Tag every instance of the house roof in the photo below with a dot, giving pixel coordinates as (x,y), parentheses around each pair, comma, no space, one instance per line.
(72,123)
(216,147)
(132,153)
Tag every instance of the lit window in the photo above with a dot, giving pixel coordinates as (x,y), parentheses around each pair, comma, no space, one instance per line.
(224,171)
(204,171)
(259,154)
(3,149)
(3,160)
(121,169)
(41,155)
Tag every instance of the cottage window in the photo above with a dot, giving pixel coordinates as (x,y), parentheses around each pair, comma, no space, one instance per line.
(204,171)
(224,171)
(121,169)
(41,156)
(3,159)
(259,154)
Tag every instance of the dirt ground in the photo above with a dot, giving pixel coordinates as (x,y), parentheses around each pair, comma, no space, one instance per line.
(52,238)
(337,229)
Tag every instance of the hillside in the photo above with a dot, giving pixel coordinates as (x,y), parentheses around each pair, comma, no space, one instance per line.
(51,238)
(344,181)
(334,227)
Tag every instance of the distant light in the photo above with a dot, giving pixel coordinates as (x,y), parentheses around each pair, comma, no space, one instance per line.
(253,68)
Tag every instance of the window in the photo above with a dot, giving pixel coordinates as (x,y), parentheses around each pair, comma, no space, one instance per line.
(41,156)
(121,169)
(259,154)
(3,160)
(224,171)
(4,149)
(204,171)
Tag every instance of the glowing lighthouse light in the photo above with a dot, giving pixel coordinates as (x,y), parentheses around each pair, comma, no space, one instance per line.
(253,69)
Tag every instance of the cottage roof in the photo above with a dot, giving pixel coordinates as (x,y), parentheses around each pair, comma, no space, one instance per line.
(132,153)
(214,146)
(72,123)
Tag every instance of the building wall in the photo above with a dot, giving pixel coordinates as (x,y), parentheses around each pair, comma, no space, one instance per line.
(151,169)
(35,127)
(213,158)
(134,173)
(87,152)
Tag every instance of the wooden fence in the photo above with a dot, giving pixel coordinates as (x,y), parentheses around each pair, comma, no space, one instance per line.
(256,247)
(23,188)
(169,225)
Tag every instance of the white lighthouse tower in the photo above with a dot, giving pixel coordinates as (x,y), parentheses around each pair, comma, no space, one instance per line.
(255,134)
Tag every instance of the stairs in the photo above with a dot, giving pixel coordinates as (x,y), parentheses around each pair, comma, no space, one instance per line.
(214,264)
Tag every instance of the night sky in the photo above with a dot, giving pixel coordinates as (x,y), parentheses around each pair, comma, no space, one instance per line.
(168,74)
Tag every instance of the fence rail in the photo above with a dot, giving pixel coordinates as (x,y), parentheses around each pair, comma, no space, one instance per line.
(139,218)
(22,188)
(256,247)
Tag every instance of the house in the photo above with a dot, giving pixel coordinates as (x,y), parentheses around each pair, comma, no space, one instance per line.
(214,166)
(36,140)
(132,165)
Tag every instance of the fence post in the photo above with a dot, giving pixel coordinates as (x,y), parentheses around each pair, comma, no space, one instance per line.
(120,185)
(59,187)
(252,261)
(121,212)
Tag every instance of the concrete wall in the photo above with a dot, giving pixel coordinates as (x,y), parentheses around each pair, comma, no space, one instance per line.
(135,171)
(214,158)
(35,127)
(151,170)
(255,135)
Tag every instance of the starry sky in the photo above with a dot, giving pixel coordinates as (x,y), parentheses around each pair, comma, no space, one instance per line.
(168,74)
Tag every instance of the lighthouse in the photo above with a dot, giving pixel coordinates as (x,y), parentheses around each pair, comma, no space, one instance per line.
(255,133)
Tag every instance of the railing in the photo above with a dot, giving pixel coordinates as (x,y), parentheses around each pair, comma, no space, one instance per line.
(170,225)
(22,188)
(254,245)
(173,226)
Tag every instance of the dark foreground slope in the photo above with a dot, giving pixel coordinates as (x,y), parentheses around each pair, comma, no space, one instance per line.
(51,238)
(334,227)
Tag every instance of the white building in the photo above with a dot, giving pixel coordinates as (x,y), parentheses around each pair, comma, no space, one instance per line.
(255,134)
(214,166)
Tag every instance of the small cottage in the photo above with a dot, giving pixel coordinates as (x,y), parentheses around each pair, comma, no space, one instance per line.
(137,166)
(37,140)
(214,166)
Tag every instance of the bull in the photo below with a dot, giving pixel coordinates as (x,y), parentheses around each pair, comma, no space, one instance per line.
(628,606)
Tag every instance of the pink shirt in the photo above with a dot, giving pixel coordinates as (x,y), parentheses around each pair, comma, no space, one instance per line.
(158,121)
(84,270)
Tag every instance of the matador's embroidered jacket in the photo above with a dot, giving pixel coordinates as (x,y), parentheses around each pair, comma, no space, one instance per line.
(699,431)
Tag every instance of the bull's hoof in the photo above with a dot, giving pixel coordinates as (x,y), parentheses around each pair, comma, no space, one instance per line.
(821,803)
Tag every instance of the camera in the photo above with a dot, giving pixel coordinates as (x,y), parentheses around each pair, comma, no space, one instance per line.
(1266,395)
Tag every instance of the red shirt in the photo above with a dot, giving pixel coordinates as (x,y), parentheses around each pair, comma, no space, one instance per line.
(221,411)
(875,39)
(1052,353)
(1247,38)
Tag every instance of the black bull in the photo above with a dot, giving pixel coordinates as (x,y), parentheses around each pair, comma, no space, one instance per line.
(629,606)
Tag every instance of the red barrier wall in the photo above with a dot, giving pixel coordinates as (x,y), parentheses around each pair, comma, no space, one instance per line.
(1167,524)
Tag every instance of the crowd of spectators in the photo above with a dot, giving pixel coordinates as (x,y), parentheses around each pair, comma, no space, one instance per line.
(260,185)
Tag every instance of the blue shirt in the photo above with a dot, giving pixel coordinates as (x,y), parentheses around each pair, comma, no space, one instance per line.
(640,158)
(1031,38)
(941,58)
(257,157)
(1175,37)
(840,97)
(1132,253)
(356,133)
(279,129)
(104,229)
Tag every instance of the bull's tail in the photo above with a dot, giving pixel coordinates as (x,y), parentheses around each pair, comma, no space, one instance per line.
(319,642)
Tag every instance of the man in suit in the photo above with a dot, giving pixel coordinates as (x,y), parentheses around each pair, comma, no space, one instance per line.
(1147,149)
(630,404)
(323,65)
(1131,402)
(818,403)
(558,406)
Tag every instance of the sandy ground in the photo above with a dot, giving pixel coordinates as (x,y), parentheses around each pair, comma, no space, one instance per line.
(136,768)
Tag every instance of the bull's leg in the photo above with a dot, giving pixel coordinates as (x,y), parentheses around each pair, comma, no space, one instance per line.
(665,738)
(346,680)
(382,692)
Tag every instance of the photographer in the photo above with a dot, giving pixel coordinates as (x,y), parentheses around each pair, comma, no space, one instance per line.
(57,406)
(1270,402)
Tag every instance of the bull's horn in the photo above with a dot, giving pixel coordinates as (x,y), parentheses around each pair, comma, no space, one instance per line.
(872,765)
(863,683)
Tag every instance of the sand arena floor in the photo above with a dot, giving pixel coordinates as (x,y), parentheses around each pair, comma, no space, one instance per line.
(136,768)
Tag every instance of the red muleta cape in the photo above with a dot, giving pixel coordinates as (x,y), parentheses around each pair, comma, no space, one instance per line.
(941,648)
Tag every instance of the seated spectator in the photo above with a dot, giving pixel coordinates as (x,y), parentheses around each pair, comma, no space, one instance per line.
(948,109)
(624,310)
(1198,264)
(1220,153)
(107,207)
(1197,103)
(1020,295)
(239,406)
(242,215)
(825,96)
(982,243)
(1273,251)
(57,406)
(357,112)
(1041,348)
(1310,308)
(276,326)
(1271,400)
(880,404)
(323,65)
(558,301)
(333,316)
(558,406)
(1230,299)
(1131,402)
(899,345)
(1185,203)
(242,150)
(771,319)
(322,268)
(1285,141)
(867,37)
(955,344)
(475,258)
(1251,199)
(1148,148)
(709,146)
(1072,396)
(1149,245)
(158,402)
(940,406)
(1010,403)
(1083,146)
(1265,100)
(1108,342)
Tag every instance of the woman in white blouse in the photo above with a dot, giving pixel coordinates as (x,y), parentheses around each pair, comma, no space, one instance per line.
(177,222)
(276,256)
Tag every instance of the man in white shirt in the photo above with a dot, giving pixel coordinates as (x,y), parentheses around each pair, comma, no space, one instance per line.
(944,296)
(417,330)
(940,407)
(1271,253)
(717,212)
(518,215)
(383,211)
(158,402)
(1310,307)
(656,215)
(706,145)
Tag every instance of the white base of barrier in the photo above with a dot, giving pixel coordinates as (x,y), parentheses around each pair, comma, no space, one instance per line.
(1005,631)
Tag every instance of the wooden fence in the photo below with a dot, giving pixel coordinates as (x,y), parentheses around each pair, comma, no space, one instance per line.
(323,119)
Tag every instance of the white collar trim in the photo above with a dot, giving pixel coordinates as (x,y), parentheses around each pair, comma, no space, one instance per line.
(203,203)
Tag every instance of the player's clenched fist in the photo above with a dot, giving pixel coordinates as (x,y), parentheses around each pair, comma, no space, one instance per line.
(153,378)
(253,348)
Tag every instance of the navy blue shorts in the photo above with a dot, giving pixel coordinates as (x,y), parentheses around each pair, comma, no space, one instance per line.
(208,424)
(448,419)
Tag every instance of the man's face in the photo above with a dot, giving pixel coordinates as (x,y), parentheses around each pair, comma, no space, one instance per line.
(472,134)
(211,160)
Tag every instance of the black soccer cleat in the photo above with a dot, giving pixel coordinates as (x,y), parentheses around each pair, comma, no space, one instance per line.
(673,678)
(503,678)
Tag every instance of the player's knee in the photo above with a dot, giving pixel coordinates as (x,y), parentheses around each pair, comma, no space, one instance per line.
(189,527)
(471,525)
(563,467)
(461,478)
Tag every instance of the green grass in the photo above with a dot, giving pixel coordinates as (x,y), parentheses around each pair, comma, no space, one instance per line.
□ □ □ □ □ □ □
— What you have to do —
Only the lines from the one that contains "Tag every instance of the black soccer" to the end of the entries above should be given again, exactly and in full.

— The reply —
Tag every instance of the black soccer cleat in the photo above with a dot, giving pixel coordinates as (x,y), parentheses around each pair, comma, no space, one instance per line.
(673,678)
(503,678)
Tag every instance of the player's knee in the photo above with a dot, giving pixel coordinates as (x,y), parentheses around each pair, comma, no space, one instance per line.
(189,527)
(471,525)
(563,467)
(461,478)
Tag every instance of the green grass in the photo above with a dot, giving pixel coordinates as (x,y), parentheses around each pair, comma, no space, one instance per line.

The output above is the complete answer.